- _GIVEN TEXT_
============================================================
The only problem there would be the call to xs_sock_mark_closed() in
xs_abort_connection. As far as I can tell, all we want to do there is
clear all those flags.

How about the following?

Cheers
  Trond
8<------------------------------------------------------------------
From c2d1bd4ab6c85cdbdf3380de2269817092fb9a11 Mon Sep 17 00:00:00 2001
From: Trond Myklebust <Trond.Myklebust@netapp.com>
Date: Tue, 23 Oct 2012 17:50:07 -0400
Subject: [PATCH] SUNRPC: Prevent races in xs_abort_connection()
============================================================
- _Recorded data_
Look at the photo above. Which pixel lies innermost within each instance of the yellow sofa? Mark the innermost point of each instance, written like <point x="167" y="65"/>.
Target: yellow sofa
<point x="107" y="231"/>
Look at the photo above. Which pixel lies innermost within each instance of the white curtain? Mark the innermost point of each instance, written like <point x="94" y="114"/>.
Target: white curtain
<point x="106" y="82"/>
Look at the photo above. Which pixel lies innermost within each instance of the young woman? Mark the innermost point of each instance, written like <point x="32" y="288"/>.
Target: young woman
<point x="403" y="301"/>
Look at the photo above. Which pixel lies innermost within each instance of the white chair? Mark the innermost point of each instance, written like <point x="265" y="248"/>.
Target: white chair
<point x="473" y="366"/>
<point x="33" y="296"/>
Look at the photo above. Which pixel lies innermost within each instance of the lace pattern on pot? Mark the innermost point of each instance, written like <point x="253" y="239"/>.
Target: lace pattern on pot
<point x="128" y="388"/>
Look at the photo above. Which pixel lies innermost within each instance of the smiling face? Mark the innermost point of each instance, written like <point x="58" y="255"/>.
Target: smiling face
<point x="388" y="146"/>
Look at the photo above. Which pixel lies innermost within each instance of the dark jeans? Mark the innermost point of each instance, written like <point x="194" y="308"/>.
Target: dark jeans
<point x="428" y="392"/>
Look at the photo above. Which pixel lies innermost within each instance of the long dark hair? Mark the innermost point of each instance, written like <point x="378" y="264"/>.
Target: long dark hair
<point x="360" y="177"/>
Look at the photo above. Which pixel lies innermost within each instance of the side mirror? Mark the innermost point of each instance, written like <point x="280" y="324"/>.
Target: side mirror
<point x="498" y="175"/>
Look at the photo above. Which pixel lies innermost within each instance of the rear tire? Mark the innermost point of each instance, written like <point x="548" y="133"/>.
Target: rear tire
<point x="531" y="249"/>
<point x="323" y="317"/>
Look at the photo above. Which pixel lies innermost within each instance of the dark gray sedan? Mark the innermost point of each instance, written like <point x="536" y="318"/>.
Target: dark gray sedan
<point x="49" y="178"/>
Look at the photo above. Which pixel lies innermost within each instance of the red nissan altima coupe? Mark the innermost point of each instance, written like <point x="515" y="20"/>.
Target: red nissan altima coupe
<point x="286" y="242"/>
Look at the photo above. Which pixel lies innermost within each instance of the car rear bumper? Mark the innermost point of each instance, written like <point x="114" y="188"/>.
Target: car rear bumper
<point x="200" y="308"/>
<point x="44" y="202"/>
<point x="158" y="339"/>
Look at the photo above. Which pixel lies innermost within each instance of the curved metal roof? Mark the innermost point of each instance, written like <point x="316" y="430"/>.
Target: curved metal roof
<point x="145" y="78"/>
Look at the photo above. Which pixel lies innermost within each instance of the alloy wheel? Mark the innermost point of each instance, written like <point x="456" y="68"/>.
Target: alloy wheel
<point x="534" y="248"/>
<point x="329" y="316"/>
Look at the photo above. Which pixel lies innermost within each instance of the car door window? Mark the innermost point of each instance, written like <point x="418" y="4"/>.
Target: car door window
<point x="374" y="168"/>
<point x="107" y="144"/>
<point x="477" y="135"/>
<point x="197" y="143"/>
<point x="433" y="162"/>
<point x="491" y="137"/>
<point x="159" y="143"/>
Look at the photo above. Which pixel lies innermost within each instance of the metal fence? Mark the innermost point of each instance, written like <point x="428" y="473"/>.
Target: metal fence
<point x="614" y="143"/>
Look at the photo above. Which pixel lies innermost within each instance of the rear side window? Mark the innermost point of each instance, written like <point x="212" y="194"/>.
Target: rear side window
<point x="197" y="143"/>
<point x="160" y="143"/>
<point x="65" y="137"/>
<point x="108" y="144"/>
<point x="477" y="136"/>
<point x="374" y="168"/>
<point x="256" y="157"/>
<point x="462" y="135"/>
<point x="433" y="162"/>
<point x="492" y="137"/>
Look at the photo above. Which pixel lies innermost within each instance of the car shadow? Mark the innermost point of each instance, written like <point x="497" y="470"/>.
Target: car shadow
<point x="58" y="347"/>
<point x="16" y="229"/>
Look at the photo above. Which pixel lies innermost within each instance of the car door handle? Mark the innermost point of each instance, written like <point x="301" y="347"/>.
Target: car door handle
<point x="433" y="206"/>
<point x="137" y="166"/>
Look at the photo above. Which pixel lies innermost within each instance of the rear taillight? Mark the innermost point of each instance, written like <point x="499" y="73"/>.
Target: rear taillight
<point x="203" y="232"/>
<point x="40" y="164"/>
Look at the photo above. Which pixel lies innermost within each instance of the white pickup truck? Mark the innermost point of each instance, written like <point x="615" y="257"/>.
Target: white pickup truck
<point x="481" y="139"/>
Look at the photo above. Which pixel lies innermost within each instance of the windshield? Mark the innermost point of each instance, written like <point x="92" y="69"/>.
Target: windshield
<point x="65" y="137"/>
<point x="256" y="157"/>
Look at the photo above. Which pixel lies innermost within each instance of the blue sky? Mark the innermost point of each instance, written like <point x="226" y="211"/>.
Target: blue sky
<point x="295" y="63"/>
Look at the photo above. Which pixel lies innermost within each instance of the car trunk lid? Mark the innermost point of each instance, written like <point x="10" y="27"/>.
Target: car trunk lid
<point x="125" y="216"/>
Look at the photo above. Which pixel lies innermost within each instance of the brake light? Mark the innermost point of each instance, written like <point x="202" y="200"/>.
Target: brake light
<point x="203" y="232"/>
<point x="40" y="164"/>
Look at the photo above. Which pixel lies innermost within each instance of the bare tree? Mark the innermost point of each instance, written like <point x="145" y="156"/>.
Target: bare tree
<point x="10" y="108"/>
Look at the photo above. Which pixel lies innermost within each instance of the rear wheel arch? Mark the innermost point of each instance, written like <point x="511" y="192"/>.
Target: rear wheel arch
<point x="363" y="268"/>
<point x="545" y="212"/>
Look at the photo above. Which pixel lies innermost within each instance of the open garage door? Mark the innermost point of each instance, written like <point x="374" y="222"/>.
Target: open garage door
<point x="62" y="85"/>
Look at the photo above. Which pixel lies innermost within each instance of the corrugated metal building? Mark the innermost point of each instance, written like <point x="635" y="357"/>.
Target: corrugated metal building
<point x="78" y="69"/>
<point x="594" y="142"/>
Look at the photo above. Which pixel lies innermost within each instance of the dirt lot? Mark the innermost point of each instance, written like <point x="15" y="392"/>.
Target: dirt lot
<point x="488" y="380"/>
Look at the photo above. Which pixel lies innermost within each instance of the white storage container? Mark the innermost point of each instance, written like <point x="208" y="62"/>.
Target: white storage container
============================================================
- _THE REQUEST_
Transcribe the SUNRPC mailing-list message word for word, everything from "The only problem" down to "races in xs_abort_connection()".

- _RESULT OF THIS EXERCISE_
The only problem there would be the call to xs_sock_mark_closed() in
xs_abort_connection. As far as I can tell, all we want to do there is
clear all those flags.

How about the following?

Cheers
  Trond
8<------------------------------------------------------------------
From c2d1bd4ab6c85cdbdf3380de2269817092fb9a11 Mon Sep 17 00:00:00 2001
From: Trond Myklebust <Trond.Myklebust@netapp.com>
Date: Tue, 23 Oct 2012 17:50:07 -0400
Subject: [PATCH] SUNRPC: Prevent races in xs_abort_connection()